Boise mayor candidates step away from the issues to talk about family loss, challenges

At the height of campaign season in what has become a contentious mayor’s race in Boise, candidates set aside politics for a moment at an October forum to share experiences of family pain.

At a debate hosted by the Boise Young Professionals on Oct. 25, a moderator asked candidates about a time they have faced personal adversity.

Mike Masterson, a former Boise police chief and Mayor Lauren McLean’s top challenger, responded with the experience of losing his son.

When he was a young parent and the father of a 3-year-old and an 18 month-old, Masterson said he momentarily turned his back for long enough for his youngest child to wander out of the garage and outside of his yard.

When he realized that, Masterson said he ran frantically around the neighborhood looking for his son. He eventually found him lying in water.

“I did everything I could to revive him,” including CPR, he said. “I remember being tapped on the shoulder by the police and fire to give up that.”

» **Assignment**
Transcribe the Boise mayor article starting with "At a debate" and going on through "losing his son.". You won't need the rows.

» **Extracted records**
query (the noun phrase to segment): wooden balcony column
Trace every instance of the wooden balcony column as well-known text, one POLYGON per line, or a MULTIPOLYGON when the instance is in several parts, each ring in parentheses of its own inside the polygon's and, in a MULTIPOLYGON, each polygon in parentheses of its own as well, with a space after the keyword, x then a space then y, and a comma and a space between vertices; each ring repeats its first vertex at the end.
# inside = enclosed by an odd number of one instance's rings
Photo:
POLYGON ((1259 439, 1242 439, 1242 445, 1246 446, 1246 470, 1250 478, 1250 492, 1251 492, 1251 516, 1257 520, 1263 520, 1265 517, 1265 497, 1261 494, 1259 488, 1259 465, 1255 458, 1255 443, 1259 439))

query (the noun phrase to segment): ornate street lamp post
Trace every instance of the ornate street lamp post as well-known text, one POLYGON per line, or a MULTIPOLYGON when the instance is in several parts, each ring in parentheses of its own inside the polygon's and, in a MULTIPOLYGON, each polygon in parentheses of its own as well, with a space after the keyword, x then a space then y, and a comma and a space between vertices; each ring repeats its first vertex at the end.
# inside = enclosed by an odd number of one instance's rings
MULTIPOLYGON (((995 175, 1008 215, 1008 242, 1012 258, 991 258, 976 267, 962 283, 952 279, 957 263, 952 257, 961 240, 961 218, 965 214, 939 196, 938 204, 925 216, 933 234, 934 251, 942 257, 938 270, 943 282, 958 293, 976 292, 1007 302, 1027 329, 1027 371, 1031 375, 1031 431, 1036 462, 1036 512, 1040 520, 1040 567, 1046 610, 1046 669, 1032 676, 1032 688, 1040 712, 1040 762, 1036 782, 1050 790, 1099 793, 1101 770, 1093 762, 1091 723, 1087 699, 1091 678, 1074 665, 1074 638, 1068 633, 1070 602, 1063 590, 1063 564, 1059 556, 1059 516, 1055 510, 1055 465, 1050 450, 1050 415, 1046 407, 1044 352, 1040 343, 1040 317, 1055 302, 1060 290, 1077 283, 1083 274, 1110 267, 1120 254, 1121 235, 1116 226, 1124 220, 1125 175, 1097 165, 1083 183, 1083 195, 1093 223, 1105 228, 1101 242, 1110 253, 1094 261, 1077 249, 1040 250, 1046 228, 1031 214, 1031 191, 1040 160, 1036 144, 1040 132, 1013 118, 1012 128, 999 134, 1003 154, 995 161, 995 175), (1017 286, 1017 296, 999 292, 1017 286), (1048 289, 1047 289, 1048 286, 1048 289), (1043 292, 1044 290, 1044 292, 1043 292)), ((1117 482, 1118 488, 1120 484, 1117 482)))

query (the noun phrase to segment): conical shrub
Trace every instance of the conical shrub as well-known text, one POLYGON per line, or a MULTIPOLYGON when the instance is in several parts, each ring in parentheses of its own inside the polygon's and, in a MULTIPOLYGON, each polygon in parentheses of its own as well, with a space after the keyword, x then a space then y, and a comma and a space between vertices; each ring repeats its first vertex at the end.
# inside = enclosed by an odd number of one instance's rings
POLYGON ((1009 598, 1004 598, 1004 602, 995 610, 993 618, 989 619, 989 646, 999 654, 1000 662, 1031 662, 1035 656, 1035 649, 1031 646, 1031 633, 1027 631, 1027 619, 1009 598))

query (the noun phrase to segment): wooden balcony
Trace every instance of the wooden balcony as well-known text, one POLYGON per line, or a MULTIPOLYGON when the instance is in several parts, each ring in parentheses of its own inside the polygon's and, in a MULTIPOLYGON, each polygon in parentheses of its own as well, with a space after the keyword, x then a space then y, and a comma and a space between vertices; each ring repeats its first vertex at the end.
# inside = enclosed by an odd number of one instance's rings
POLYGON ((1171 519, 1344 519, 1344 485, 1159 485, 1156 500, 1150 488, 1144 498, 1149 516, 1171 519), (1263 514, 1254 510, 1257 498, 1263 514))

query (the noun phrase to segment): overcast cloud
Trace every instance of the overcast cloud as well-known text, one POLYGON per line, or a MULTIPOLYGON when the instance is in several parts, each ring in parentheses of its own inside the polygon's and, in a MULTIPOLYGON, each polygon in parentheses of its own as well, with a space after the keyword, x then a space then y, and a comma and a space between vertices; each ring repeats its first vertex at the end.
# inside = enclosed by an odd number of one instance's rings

» **Completed exercise**
At a debate hosted by the Boise Young Professionals on Oct. 25, a moderator asked candidates about a time they have faced personal adversity.

Mike Masterson, a former Boise police chief and Mayor Lauren McLean’s top challenger, responded with the experience of losing his son.